Excerpted text

# CIC Interview



## LittleBlackDevil (10 Feb 2021)

There used to be an excellent thread on the CIC application interview here:

CIC Interview  


			https://army.ca/forums/threads/47190.0
		


The link now appears broken, which is unfortunate because it had great information. I just scheduled my CIC interview today and was hoping to re-read that thread for some preparation. Would members here be willing to share in this new thread pointers for both myself and other future CIC applicants?


----------



## Burrows (11 Feb 2021)

Hey @LittleBlackDevil - Do you remember the thread title or similar?  I can try and track it down.

In the mean time, just a couple pieces of general advice:

1) Be prepared to explain why you want to work with youth.  If you are already work with a unit, specific references that demonstrate your understanding of the program is a huge plus (This is no different than showing you know a bit about a company if you are interviewing on the street).

2) If you have any tattoos, be prepared to explain them and/or show them.  If they are in inconvenient places, I would recommend that you have a photo handy.  

3) Understand that you are NOT just applying to be a CIC Officer.  You are applying to be an Officer in the Canadian Armed Forces and your trade happens to be CIC.  Joe Civilian will not understand the difference between you and a PRes or RegF member standing side by side - it is important to have this understanding.

Extracted data
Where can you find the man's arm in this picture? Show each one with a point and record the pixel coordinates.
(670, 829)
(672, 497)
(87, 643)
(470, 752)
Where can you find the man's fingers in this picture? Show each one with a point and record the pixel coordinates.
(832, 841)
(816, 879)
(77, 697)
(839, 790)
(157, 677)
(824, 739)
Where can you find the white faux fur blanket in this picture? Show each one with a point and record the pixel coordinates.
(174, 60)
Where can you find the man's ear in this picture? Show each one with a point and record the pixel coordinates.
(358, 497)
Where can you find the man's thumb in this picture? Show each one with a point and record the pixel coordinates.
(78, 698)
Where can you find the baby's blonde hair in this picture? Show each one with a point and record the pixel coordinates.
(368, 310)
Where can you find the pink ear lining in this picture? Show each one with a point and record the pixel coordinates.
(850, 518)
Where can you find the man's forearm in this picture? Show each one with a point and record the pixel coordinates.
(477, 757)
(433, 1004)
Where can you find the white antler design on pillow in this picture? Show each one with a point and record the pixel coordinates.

What you will do
**1)** From the CIC interview thread, write out the stretch from "Hey @LittleBlackDevil - Do" through "a photo handy." word for word.
**2)** Answer these questions from the CIC interview thread:
(a) What does the first post say has happened to the link to the older thread?
(b) What does Burrows recommend having handy if tattoos are in inconvenient places?
(c) According to Burrows, what is an applicant actually applying to be?

Solution set
**1)**
Hey @LittleBlackDevil - Do you remember the thread title or similar?  I can try and track it down.

In the mean time, just a couple pieces of general advice:

1) Be prepared to explain why you want to work with youth.  If you are already work with a unit, specific references that demonstrate your understanding of the program is a huge plus (This is no different than showing you know a bit about a company if you are interviewing on the street).

2) If you have any tattoos, be prepared to explain them and/or show them.  If they are in inconvenient places, I would recommend that you have a photo handy.

**2)**
(a) The link now appears broken.
(b) A photo.
(c) An Officer in the Canadian Armed Forces whose trade happens to be CIC.